[Stored records]
-------------------------

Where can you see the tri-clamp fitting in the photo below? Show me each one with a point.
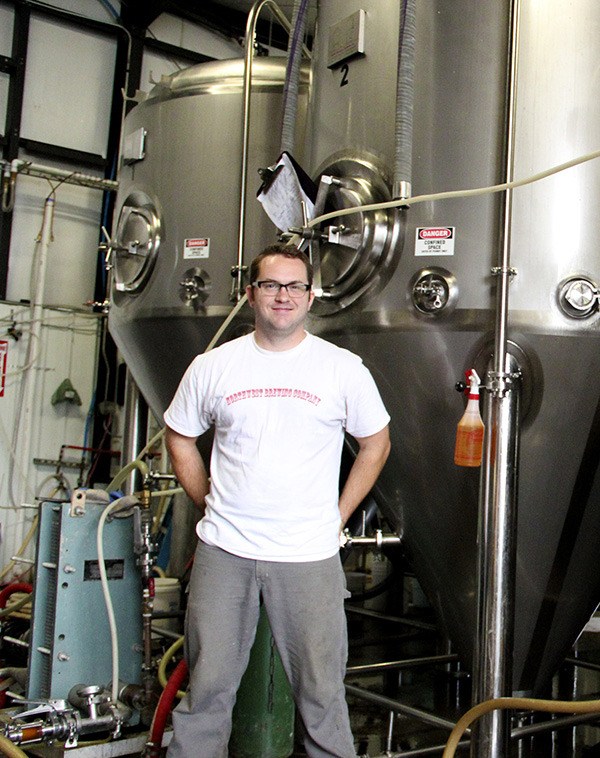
(347, 539)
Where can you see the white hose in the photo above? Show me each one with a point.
(114, 640)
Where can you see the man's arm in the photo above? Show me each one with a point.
(372, 454)
(188, 465)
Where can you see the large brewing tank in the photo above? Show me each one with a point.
(177, 232)
(417, 305)
(422, 327)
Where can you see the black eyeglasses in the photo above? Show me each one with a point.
(294, 289)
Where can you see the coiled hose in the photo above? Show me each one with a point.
(509, 703)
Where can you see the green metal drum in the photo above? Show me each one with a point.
(263, 717)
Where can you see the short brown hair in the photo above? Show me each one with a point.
(288, 252)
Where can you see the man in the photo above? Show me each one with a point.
(280, 401)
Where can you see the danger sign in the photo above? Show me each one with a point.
(196, 248)
(434, 240)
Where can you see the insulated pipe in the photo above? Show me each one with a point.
(498, 487)
(292, 76)
(402, 179)
(135, 432)
(29, 387)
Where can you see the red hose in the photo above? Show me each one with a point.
(11, 589)
(163, 708)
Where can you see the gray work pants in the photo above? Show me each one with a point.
(304, 603)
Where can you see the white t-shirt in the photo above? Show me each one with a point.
(279, 421)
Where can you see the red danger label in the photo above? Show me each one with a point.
(441, 233)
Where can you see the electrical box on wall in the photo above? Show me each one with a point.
(346, 38)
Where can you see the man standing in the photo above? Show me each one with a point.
(280, 401)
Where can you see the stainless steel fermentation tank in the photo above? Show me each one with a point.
(413, 291)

-------------------------

### WORK TO COMPLETE
Each record above must be retyped exactly as given, with the images excluded.

### RESULT OF THIS TASK
Where can you see the tri-clamp fitting in the photo below? Show me each one with a point.
(347, 539)
Where can you see the white hose in the photo above? Show me each one with a point.
(114, 640)
Where can you see the man's arm in the photo above? Show me each one with a point.
(372, 454)
(188, 465)
Where can you see the large brewing tank in the photo above? Show me each one with a point.
(177, 232)
(417, 305)
(422, 327)
Where can you see the black eyeglasses in the photo above? Show me each one with a point.
(294, 289)
Where can you see the coiled hose in the photo above? Show me each one with a point.
(509, 703)
Where can you see the green metal drum in the photo above? Show me each one with a point.
(263, 717)
Where can you see the short brown hair in the photo above? Show me each one with a point.
(288, 252)
Where can you see the man in the photo above? Show me each one with a point.
(280, 401)
Where can you see the danger sign in the photo above? Show me each one with a point.
(196, 248)
(434, 240)
Where can you see the insulated pipe in the photo above? Show me each one with a point.
(498, 487)
(292, 76)
(402, 179)
(135, 432)
(29, 387)
Where can you see the red hose in the photo above? Show me each one with a point.
(11, 589)
(163, 708)
Where can you see the gray work pants in the photo above? Show me each one with a point.
(304, 603)
Where can you see the white t-shirt in the photo above? Show me each one with a point.
(279, 421)
Where can you see the red danger label in the photo above? Show me each one with a point.
(441, 233)
Where can you see the electrical box on wall in the photo above? Show me each one with a point.
(346, 38)
Where can you see the man standing in the photo above? Show me each one with a point.
(280, 401)
Where can you see the stainless steel fermentation tank in the photo above? Show me each one with a point.
(413, 291)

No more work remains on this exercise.